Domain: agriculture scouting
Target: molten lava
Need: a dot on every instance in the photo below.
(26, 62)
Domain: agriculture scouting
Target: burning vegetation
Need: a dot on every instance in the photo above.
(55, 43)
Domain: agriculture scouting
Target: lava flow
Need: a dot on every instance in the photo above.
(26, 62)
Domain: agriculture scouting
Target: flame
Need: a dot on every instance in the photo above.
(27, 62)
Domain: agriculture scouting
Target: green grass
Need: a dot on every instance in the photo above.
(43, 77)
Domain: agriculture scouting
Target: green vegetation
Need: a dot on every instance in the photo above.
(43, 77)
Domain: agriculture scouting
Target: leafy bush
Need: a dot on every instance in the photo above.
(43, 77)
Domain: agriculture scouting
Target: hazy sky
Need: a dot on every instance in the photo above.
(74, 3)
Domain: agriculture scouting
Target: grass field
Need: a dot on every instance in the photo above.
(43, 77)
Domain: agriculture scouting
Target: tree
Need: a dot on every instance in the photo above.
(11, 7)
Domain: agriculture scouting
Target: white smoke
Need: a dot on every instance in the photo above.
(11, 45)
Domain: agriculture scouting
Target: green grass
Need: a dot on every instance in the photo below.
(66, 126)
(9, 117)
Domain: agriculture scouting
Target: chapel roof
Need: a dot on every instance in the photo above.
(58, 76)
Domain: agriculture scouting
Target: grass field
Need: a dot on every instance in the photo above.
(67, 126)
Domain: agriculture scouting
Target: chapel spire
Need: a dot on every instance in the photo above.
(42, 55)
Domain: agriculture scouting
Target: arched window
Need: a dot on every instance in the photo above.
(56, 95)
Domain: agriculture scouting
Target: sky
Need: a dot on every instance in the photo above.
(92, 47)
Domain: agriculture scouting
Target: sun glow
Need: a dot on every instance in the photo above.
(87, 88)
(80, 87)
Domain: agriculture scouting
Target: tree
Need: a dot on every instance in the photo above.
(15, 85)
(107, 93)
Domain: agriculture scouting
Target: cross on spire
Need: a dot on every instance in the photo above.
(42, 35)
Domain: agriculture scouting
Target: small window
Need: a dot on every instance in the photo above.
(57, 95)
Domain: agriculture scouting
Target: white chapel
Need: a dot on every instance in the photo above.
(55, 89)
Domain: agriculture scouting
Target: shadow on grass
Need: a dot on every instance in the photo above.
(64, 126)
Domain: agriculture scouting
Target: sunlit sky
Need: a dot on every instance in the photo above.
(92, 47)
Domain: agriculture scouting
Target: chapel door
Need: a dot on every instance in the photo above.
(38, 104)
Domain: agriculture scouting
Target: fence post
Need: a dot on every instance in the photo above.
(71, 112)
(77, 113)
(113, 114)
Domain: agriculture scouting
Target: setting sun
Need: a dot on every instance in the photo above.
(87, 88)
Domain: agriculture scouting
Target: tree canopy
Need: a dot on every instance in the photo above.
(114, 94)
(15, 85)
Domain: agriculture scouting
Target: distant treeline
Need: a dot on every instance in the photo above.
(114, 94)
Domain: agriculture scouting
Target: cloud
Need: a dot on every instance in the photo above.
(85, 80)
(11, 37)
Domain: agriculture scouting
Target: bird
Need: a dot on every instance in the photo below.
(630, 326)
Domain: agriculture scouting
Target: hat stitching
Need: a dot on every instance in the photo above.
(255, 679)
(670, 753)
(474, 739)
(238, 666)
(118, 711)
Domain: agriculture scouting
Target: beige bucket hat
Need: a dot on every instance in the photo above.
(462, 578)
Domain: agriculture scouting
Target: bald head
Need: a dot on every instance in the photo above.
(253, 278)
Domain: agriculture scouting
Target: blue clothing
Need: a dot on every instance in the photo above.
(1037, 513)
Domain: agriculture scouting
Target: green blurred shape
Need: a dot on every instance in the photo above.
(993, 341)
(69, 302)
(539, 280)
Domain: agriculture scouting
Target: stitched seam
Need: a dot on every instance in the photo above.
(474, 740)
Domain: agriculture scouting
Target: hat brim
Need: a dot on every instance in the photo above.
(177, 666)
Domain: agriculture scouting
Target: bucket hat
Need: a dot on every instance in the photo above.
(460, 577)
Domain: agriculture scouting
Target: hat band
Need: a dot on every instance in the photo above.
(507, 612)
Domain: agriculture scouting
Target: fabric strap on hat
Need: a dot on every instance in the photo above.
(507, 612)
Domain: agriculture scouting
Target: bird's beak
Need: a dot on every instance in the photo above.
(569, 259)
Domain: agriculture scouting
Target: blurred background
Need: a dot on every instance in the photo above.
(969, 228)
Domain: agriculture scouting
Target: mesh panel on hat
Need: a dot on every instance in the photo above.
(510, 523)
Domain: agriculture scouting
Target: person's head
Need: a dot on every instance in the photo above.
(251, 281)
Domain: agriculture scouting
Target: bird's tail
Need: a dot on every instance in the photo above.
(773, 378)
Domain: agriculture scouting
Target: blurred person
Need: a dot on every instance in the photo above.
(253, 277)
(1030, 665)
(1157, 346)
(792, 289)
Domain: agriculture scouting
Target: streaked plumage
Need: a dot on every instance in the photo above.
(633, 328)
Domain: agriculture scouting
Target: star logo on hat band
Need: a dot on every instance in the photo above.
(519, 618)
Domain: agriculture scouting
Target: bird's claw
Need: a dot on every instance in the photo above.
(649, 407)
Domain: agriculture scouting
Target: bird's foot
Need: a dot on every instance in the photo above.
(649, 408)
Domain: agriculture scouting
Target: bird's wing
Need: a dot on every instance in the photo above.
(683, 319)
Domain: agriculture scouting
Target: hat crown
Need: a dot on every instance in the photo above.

::::::

__WHAT THE TASK REQUIRES__
Set down the material above again, word for word.

__EXERCISE RESULT__
Domain: agriculture scouting
Target: molten lava
Need: a dot on every instance in the photo below.
(26, 62)
Domain: agriculture scouting
Target: burning vegetation
Need: a dot on every instance in the photo above.
(55, 43)
Domain: agriculture scouting
Target: lava flow
Need: a dot on every instance in the photo above.
(26, 62)
Domain: agriculture scouting
Target: flame
Need: a dot on every instance in the photo above.
(27, 62)
Domain: agriculture scouting
Target: green grass
Need: a dot on every instance in the photo above.
(43, 77)
Domain: agriculture scouting
Target: green vegetation
Need: a dot on every instance in the photo above.
(43, 77)
Domain: agriculture scouting
Target: leafy bush
Need: a dot on every instance in the photo above.
(43, 77)
Domain: agriculture scouting
Target: hazy sky
Need: a dot on every instance in the photo above.
(74, 3)
Domain: agriculture scouting
Target: grass field
Need: a dot on every instance in the photo above.
(43, 77)
Domain: agriculture scouting
Target: tree
Need: a dot on every instance in the photo above.
(11, 7)
Domain: agriculture scouting
Target: white smoke
Need: a dot on every instance in the photo above.
(11, 45)
Domain: agriculture scouting
Target: green grass
Need: a dot on every instance in the photo below.
(66, 126)
(9, 117)
Domain: agriculture scouting
Target: chapel roof
Need: a dot on every instance in the photo above.
(58, 76)
Domain: agriculture scouting
Target: grass field
Need: a dot on every instance in the photo above.
(67, 126)
Domain: agriculture scouting
Target: chapel spire
Need: a dot on every instance in the photo above.
(42, 55)
Domain: agriculture scouting
Target: arched window
Need: a dot on every instance in the photo above.
(56, 95)
Domain: agriculture scouting
Target: sky
Need: a dot on every instance in the photo above.
(92, 47)
Domain: agriculture scouting
Target: sun glow
Need: a dot on every instance in the photo above.
(87, 88)
(80, 87)
Domain: agriculture scouting
Target: tree
Need: a dot on every instance in the photo above.
(15, 85)
(107, 93)
Domain: agriculture scouting
Target: cross on spire
Need: a dot on every instance in the photo above.
(42, 35)
Domain: agriculture scouting
Target: small window
Need: a dot on every instance in the photo above.
(57, 95)
Domain: agriculture scouting
Target: white chapel
Need: a dot on every instance in the photo above.
(55, 89)
Domain: agriculture scouting
Target: shadow on grass
Need: a dot on every instance in the photo above.
(64, 126)
Domain: agriculture scouting
Target: sunlit sky
Need: a dot on every instance in the photo above.
(92, 47)
Domain: agriculture scouting
Target: chapel door
Need: a dot on every instance in the photo above.
(38, 104)
Domain: agriculture scouting
Target: fence post
Need: a dot on every instance in the photo above.
(71, 112)
(77, 113)
(113, 114)
Domain: agriculture scouting
Target: setting sun
Need: a dot on every instance in the photo above.
(87, 88)
Domain: agriculture scouting
Target: tree canopy
Need: a dot on every instance in the photo above.
(114, 94)
(15, 85)
Domain: agriculture scouting
Target: distant treeline
Need: a dot on every instance in the photo above.
(114, 94)
Domain: agriculture scouting
Target: cloud
Need: a dot on every instance in the photo above.
(85, 80)
(11, 37)
Domain: agriculture scouting
Target: bird
Need: a dot on every instance in the photo below.
(630, 326)
Domain: agriculture scouting
Target: hat stitching
Need: a dot on every instance in the photo above.
(255, 679)
(670, 753)
(474, 739)
(238, 666)
(118, 711)
Domain: agriculture scouting
Target: beige bucket hat
Need: a dot on every instance in the photo above.
(462, 578)
Domain: agriculture scouting
Target: bald head
Need: a dot on every instance in the photo above.
(253, 278)
Domain: agriculture scouting
Target: blue clothing
Need: a dot on every instance in the photo above.
(1037, 513)
Domain: agriculture scouting
Target: green blurred shape
Need: a dot on every instance in the photo above.
(993, 341)
(69, 302)
(539, 280)
Domain: agriculture scouting
Target: stitched seam
Need: a dot on every instance in the photo above.
(474, 740)
Domain: agriculture scouting
Target: hat brim
Need: a dot on every instance in the photo above.
(177, 666)
Domain: agriculture scouting
Target: bucket hat
Need: a dot on every instance in the photo above.
(460, 577)
Domain: agriculture scouting
Target: hat band
Need: a dot on every instance in the photo above.
(507, 612)
Domain: agriculture scouting
Target: fabric strap on hat
Need: a dot on every instance in the photo above.
(507, 612)
Domain: agriculture scouting
Target: bird's beak
Need: a dot on every instance in the photo above.
(569, 259)
Domain: agriculture scouting
Target: blurred background
Need: a dot on every instance in the photo above.
(969, 228)
Domain: agriculture scouting
Target: mesh panel on hat
Need: a dot on every instance in the photo above.
(510, 523)
Domain: agriculture scouting
Target: person's head
Need: a dot on every instance in the photo above.
(251, 281)
Domain: agriculture scouting
Target: bird's tail
Need: a dot on every instance in the photo above.
(773, 378)
Domain: agriculture scouting
Target: blurred person
Need: a dot on every instance in the photo above.
(253, 277)
(1030, 665)
(1157, 346)
(792, 289)
Domain: agriculture scouting
Target: streaked plumage
Need: a dot on every instance in the photo above.
(633, 328)
Domain: agriculture scouting
Target: star logo on hat band
Need: a dot on every instance in the photo above.
(519, 618)
Domain: agriculture scouting
Target: bird's claw
Need: a dot on every instance in the photo above.
(649, 407)
Domain: agriculture scouting
Target: bird's foot
Need: a dot on every instance in the photo above.
(649, 408)
Domain: agriculture scouting
Target: bird's wing
Need: a dot on every instance in the photo above.
(683, 319)
Domain: agriculture scouting
Target: hat crown
Need: a dot on every instance in the photo above.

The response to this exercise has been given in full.